▶ **WORK INSTRUCTIONS**: The answer should consist of all the records, copied exactly.

*-*-*

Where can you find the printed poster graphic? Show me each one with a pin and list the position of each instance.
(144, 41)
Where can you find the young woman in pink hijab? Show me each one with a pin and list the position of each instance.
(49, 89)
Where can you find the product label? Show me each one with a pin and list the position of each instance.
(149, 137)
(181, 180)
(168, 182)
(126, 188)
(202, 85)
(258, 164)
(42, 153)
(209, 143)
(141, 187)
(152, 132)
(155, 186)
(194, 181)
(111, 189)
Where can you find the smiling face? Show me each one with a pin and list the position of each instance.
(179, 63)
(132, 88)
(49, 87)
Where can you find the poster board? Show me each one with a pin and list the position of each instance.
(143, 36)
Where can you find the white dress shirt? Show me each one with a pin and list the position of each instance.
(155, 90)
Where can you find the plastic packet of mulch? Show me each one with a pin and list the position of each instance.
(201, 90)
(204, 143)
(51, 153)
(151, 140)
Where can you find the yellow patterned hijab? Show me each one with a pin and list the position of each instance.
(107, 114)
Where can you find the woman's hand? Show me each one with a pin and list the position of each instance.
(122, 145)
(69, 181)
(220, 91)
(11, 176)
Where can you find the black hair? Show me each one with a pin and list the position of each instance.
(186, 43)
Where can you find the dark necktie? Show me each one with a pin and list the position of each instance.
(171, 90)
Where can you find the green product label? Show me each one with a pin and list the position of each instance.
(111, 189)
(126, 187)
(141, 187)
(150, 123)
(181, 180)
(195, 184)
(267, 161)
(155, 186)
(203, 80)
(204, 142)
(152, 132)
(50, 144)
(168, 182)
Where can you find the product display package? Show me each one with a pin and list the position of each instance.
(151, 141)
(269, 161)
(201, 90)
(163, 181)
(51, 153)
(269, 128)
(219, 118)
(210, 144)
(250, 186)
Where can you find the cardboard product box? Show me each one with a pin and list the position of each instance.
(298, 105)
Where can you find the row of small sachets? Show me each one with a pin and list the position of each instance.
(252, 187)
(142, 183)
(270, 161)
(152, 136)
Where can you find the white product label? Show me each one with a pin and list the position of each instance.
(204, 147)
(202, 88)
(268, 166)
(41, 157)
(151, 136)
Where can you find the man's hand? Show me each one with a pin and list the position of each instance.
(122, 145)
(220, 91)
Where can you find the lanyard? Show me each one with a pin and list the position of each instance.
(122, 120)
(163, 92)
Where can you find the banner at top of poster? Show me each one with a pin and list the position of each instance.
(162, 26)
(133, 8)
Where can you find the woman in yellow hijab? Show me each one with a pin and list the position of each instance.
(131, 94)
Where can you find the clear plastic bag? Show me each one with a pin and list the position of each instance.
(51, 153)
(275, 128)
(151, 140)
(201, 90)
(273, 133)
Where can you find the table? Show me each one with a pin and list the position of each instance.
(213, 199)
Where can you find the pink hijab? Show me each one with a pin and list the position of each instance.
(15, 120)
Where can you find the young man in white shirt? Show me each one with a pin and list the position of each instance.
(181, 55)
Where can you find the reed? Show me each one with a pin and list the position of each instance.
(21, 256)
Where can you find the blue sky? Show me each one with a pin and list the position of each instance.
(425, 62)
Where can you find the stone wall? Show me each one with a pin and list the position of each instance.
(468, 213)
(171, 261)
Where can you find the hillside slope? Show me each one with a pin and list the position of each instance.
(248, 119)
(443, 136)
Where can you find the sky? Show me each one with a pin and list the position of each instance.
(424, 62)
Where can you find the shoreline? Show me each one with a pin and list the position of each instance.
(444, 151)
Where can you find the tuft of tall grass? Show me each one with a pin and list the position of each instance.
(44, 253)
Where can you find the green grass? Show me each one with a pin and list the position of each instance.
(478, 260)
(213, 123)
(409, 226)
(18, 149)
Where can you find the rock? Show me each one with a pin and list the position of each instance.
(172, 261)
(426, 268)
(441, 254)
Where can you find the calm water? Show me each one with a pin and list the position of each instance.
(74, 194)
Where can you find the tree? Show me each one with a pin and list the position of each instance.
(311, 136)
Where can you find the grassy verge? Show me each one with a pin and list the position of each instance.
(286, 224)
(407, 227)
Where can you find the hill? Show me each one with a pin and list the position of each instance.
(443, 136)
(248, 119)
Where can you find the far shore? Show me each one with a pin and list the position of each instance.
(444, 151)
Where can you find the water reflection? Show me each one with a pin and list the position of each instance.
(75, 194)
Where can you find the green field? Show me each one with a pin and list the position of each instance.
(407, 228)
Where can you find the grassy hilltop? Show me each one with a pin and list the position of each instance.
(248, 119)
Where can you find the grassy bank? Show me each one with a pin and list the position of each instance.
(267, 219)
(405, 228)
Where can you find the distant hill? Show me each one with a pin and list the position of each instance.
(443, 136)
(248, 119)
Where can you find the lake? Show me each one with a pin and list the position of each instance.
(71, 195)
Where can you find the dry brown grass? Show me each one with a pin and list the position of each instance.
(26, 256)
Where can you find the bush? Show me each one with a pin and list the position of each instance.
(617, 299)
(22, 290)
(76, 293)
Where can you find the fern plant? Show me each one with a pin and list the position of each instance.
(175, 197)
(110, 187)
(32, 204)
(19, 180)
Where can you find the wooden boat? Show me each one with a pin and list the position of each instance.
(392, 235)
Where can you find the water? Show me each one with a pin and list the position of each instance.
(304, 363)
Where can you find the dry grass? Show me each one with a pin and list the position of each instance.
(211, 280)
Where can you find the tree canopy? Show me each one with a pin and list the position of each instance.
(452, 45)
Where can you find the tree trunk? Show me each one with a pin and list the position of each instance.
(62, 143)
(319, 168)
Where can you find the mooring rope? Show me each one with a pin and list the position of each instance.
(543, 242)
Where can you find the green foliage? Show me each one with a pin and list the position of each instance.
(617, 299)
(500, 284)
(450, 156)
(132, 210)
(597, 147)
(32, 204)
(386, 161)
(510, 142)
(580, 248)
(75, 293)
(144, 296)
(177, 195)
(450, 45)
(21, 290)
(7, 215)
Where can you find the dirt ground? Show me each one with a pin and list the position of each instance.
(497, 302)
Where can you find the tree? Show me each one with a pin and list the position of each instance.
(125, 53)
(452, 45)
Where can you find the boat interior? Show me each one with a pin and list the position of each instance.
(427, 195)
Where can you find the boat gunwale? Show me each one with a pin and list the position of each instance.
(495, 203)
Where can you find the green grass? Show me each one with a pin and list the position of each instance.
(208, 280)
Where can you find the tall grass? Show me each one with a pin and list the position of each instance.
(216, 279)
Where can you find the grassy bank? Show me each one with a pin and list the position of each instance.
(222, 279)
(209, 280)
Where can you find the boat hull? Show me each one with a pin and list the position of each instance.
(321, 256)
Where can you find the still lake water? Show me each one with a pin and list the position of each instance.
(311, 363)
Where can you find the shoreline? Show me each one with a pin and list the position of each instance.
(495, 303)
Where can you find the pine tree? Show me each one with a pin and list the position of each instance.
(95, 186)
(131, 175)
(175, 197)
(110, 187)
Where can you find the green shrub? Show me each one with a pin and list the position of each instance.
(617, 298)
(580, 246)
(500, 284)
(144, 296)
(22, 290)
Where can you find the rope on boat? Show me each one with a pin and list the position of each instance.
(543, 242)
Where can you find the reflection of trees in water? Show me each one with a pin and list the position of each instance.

*-*-*

▶ **ANSWER TO THE EXERCISE**:
Where can you find the printed poster graphic? Show me each one with a pin and list the position of each instance.
(144, 41)
Where can you find the young woman in pink hijab? Show me each one with a pin and list the position of each instance.
(49, 89)
Where can you find the product label? Show me each one with a pin and list the position of each instance.
(149, 137)
(181, 180)
(168, 182)
(126, 188)
(202, 85)
(258, 164)
(42, 153)
(209, 143)
(141, 187)
(152, 132)
(155, 186)
(194, 181)
(111, 189)
Where can you find the smiling face? Show me each one with a pin and list the position of each instance.
(179, 63)
(132, 88)
(49, 87)
Where can you find the poster board? Show me each one with a pin and list the position of each instance.
(143, 36)
Where can you find the white dress shirt? Show me each one with a pin and list the position of each instance.
(155, 90)
Where can you find the plastic packet of mulch? Show me each one with a pin and list the position of each instance.
(201, 90)
(204, 143)
(51, 153)
(151, 140)
Where can you find the yellow patterned hijab? Show me each one with a pin and list the position of each instance.
(107, 114)
Where can you find the woman's hand? Show me each one with a pin and list the position of each instance.
(122, 145)
(69, 181)
(220, 91)
(11, 176)
Where can you find the black hair? Show me each one with a pin and list the position of each instance.
(186, 43)
Where can you find the dark necktie? Show me each one with a pin and list the position of each instance.
(171, 90)
Where can you find the green product label? Show me each one with a pin and list the position of each instance.
(111, 189)
(126, 187)
(141, 187)
(150, 123)
(181, 180)
(195, 184)
(267, 161)
(155, 186)
(203, 80)
(204, 142)
(152, 132)
(50, 144)
(168, 182)
Where can you find the product display package? Show me each one with a pin and list the position of each instance.
(151, 141)
(269, 161)
(201, 90)
(163, 181)
(51, 153)
(269, 128)
(219, 118)
(210, 144)
(250, 186)
Where can you find the cardboard product box? Show me each one with a pin and list the position of each instance.
(298, 105)
Where can you find the row of small sachets? Show me each one with a pin and list the position of each instance.
(252, 187)
(142, 183)
(270, 161)
(152, 136)
Where can you find the white product label? Show me each one with a pin and list the position of each instance.
(204, 147)
(202, 88)
(268, 166)
(41, 157)
(151, 136)
Where can you find the man's hand? Show me each one with a pin and list the position of each instance.
(122, 145)
(220, 91)
Where can you find the lanyard? Show me each one with a pin and list the position of each instance.
(122, 120)
(163, 92)
Where can you find the banner at top of poster? Show me each one with a pin and list the position of each instance.
(162, 26)
(133, 8)
Where can you find the woman in yellow hijab? Show me each one with a pin and list the position of each instance.
(131, 94)
Where can you find the clear plastic bag? Show me each one with a pin and list the position of each instance.
(51, 153)
(275, 128)
(151, 140)
(201, 90)
(273, 133)
Where can you find the table? Show me each one with a pin and list the position of each instance.
(213, 199)
Where can you find the pink hijab? Show me each one with a pin and list the position of each instance.
(15, 120)
Where can you find the young man in white shirt? Show me each one with a pin and list the position of each instance.
(181, 55)
Where can you find the reed? Show me each one with a pin and list the position of each instance.
(21, 256)
Where can you find the blue sky? Show me each one with a pin and list the position of each instance.
(425, 62)
Where can you find the stone wall? Show me each one with a pin and list the position of each instance.
(468, 213)
(171, 261)
Where can you find the hillside slope? Show me each one with a pin and list the position of each instance.
(248, 119)
(443, 136)
Where can you find the sky? Show me each one with a pin and list the position of each instance.
(424, 62)
Where can you find the shoreline? Show me each one with a pin and list the position of each instance.
(444, 151)
Where can you find the tuft of tall grass? Show me each one with a pin and list the position of each instance.
(44, 253)
Where can you find the green grass? Show me each one with a pin and list the position of each instance.
(478, 260)
(213, 123)
(409, 226)
(18, 149)
Where can you find the rock? Show me each one with a pin and list the position of each instance.
(172, 261)
(426, 268)
(441, 254)
Where can you find the calm water? Show me each one with a pin and list the position of each instance.
(74, 194)
Where can you find the tree? Show me each one with a pin and list the position of each instance.
(311, 136)
Where can you find the grassy verge? Show me each one with a pin and list the position of each instance.
(286, 224)
(407, 227)
Where can you find the hill? Show me each one with a pin and list the position of each instance.
(443, 136)
(248, 119)
Where can you find the far shore? Show me each one with a pin and list the position of each instance.
(444, 151)
Where can you find the water reflection? Show me each one with a pin and list the position of each instance.
(75, 194)
Where can you find the green field? Show me each one with a pin and list the position of each instance.
(407, 228)
Where can you find the grassy hilltop? Show me each one with a pin and list the position of each instance.
(248, 119)
Where can you find the grassy bank? Show me each one with a pin and list the position of each instance.
(267, 219)
(405, 228)
Where can you find the distant hill? Show me each one with a pin and list the position of each instance.
(443, 136)
(248, 119)
Where can you find the lake? Show me each one with a pin and list the position of each instance.
(71, 195)
Where can you find the dry brown grass? Show me each one with a pin and list the position of each instance.
(26, 256)
Where can you find the bush? Show me each one with a pin and list the position of each instance.
(617, 299)
(22, 290)
(76, 293)
Where can you find the fern plant? Show me each one with a pin and list the position of each instance.
(175, 197)
(110, 187)
(32, 204)
(19, 180)
Where can you find the wooden boat? Show me each one with a pin and list the position of each instance.
(392, 235)
Where can you find the water? Show me each one with a pin and list the position of each instance.
(304, 363)
Where can you find the dry grass? Show me each one with a pin and list the position of each instance.
(211, 280)
Where can you find the tree canopy? Show me each one with a pin and list the position of each instance.
(452, 45)
Where can you find the tree trunk? Show me each one with a pin and list the position of each instance.
(62, 143)
(319, 168)
Where can you find the mooring rope? Show me each one with a pin and list the position of each instance.
(543, 242)
Where can you find the green foliage? Show me each one with a pin and list the position of each instance.
(617, 299)
(500, 284)
(450, 156)
(132, 210)
(597, 147)
(32, 204)
(386, 161)
(510, 142)
(580, 248)
(75, 293)
(144, 296)
(177, 195)
(450, 45)
(21, 290)
(7, 215)
Where can you find the dirt ground? Show me each one with a pin and list the position of each instance.
(497, 302)
Where can you find the tree? Show me each one with a pin and list the position of each instance.
(125, 53)
(452, 45)
Where can you find the boat interior? Show me each one with a pin and list the position of each instance.
(427, 195)
Where can you find the boat gunwale? Show me each one with a pin and list the position of each instance.
(495, 203)
Where can you find the green grass? Show me each one with a pin and list the position of each instance.
(208, 280)
Where can you find the tall grass? Show me each one with a pin and list the position of each instance.
(216, 279)
Where can you find the grassy bank? Show me each one with a pin and list the position of each instance.
(222, 279)
(209, 280)
Where can you find the boat hull? Show me each one with a pin and list the position of each instance.
(321, 256)
Where can you find the still lake water? Show me each one with a pin and list the position of each instance.
(311, 363)
Where can you find the shoreline? Show me each one with a pin and list the position of each instance.
(495, 303)
Where can you find the pine tree? Show me each one with a pin and list the position of each instance.
(95, 186)
(131, 175)
(175, 197)
(110, 187)
Where can you find the green shrub? Show me each one with a pin and list the position of each instance.
(617, 298)
(580, 246)
(500, 284)
(144, 296)
(22, 290)
Where can you find the rope on boat? Show me each one with a pin and list the position of each instance.
(543, 242)
Where can you find the reflection of trees in water? Show me each one with a pin and list the position of each instance.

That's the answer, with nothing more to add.